*TEXTAUSZUG*.
Steuer(un)gerechtigkeit | Julia Sophia Schmid

Graffito "TAX"
Foto: Jon Tyson | unsplash

 

Steuer(un)gerechtigkeit

 Text: Julia Sophia Schmid

Steuern sind laut §3 der Abgabenordnung „Geldleistungen, die nicht eine Gegenleistung für eine besondere Leistung darstellen und von einem öffentlich-rechtlichen Gemeinwesen zur Erzielung von Einnahmen allen auferlegt werden, bei denen der Tatbestand zutrifft, an den das Gesetz die Leistungspflicht knüpft“. Steuern sind in erster Linie also Einnahmen, die es ermöglichen sollen, staatliche Aufgaben zu finanzieren. Was aber sind staatliche Aufgaben? Wer definiert sie? Und wer bestimmt basierend darauf die Höhe von staatlichen Einnahmen und somit auch die Höhe von Steuern?

*BEREITGESTELLTES MATERIAL*.
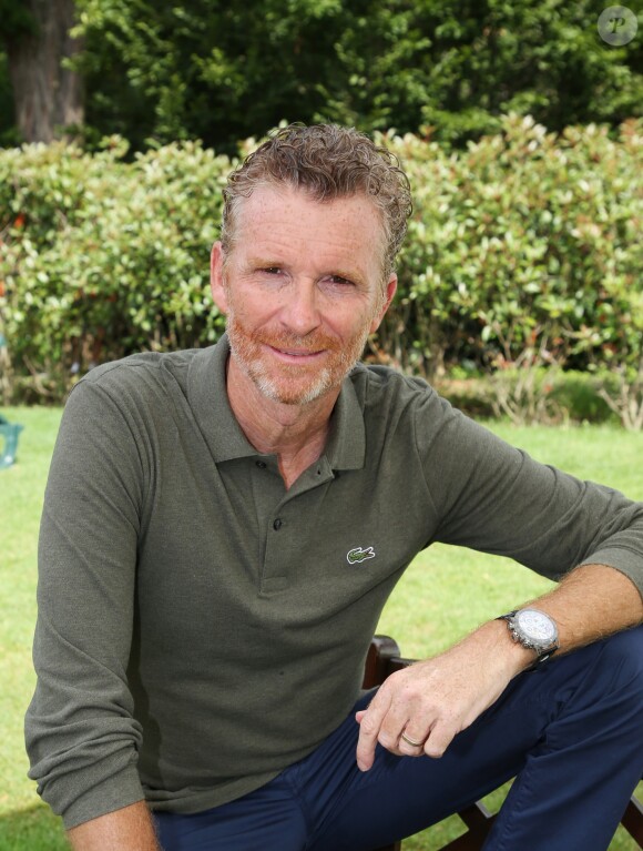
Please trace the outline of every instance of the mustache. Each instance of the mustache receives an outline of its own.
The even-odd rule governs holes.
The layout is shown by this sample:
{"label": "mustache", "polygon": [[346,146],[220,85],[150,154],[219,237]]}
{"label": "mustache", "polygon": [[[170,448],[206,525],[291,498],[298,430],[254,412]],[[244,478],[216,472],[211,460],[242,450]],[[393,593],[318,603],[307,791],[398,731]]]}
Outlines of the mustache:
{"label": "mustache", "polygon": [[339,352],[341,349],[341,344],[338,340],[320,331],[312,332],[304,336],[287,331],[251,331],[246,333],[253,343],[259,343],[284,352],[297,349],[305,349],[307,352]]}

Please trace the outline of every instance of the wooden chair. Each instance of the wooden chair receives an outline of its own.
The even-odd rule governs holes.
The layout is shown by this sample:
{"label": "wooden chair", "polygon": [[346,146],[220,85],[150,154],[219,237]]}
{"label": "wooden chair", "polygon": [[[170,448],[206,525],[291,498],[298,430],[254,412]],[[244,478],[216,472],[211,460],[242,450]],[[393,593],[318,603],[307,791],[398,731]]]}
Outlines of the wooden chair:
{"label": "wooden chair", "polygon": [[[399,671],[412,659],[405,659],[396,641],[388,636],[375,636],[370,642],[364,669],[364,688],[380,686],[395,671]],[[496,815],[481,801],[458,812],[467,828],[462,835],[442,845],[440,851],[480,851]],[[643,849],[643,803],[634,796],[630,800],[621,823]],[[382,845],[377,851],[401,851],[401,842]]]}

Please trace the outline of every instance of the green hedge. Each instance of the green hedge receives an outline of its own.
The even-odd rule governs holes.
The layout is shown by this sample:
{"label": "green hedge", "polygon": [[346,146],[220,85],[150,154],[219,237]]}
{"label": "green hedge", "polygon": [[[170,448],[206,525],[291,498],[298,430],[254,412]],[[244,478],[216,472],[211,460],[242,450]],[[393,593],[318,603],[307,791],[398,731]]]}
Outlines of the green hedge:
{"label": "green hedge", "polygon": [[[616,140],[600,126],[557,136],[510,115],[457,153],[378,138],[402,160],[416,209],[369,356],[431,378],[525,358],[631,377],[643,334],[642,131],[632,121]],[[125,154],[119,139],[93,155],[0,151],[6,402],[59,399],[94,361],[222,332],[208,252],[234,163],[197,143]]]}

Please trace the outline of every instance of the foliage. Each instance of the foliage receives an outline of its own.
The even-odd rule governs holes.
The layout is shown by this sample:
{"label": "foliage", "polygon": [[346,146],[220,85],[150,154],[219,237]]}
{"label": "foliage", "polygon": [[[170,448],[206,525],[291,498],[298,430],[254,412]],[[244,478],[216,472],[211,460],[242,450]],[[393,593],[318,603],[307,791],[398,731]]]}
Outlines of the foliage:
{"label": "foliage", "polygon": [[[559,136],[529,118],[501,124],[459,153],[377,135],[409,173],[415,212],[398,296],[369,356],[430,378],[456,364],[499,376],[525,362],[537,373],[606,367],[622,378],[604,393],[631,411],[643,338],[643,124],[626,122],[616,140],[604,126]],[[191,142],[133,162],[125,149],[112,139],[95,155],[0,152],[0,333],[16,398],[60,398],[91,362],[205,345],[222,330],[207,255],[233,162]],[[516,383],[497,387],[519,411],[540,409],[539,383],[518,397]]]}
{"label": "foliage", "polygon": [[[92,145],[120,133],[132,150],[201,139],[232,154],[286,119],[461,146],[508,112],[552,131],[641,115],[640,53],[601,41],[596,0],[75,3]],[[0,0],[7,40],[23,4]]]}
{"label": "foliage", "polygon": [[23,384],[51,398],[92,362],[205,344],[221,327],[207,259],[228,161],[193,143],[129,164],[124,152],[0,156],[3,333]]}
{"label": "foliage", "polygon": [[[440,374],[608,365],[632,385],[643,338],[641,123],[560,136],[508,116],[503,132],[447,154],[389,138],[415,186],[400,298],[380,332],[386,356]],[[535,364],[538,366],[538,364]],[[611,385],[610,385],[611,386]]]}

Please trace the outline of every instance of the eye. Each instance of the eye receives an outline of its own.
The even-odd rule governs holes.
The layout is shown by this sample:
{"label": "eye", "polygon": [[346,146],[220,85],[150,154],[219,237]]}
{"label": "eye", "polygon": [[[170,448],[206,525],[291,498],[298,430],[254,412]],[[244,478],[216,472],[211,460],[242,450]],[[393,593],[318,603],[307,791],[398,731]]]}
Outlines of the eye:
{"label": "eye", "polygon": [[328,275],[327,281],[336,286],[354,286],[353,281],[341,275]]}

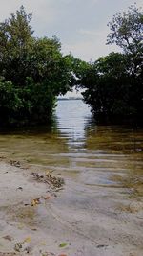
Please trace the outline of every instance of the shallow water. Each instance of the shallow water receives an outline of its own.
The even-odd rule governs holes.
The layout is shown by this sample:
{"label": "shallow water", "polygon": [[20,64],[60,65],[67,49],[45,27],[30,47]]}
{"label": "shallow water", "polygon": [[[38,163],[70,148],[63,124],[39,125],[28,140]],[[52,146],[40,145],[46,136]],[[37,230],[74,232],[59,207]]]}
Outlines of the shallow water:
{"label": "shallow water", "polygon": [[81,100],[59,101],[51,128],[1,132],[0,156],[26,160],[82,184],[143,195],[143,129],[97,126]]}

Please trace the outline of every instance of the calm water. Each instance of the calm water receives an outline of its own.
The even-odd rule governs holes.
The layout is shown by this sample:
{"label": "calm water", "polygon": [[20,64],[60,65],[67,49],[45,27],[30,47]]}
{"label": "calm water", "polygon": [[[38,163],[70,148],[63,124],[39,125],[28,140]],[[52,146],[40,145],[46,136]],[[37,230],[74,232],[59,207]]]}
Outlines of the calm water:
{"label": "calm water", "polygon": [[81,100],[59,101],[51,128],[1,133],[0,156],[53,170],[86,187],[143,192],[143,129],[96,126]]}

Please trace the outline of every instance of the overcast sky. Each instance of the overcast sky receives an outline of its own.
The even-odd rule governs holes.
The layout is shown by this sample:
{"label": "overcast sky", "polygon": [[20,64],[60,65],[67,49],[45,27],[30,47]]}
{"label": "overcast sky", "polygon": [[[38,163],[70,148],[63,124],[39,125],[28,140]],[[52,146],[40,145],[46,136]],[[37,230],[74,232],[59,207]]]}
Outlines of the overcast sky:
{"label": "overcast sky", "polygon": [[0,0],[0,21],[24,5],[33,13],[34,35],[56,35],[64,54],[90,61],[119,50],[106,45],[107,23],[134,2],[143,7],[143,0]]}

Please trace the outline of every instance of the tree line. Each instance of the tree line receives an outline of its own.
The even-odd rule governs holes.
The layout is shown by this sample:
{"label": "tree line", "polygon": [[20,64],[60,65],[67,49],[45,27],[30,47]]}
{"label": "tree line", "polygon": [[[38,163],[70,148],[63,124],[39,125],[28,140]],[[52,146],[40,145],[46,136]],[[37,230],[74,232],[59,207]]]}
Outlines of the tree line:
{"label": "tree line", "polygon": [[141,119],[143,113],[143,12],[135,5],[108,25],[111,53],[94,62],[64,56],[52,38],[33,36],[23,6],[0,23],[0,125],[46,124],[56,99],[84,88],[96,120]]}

*AUFGABE*.
Beantworte bitte diese Fragen zum Textauszug über Steuer(un)gerechtigkeit:
(a) Wer hat das Foto gemacht?
(b) In welchem Paragrafen welches Gesetzes werden Steuern definiert?
(c) Wozu sollen Steuern in erster Linie dienen?
Die Zeilen spielen hierfür keine Rolle.

*LÖSUNG*.
(a) Jon Tyson
(b) In §3 der Abgabenordnung
(c) Sie sollen als Einnahmen die Finanzierung staatlicher Aufgaben ermöglichen.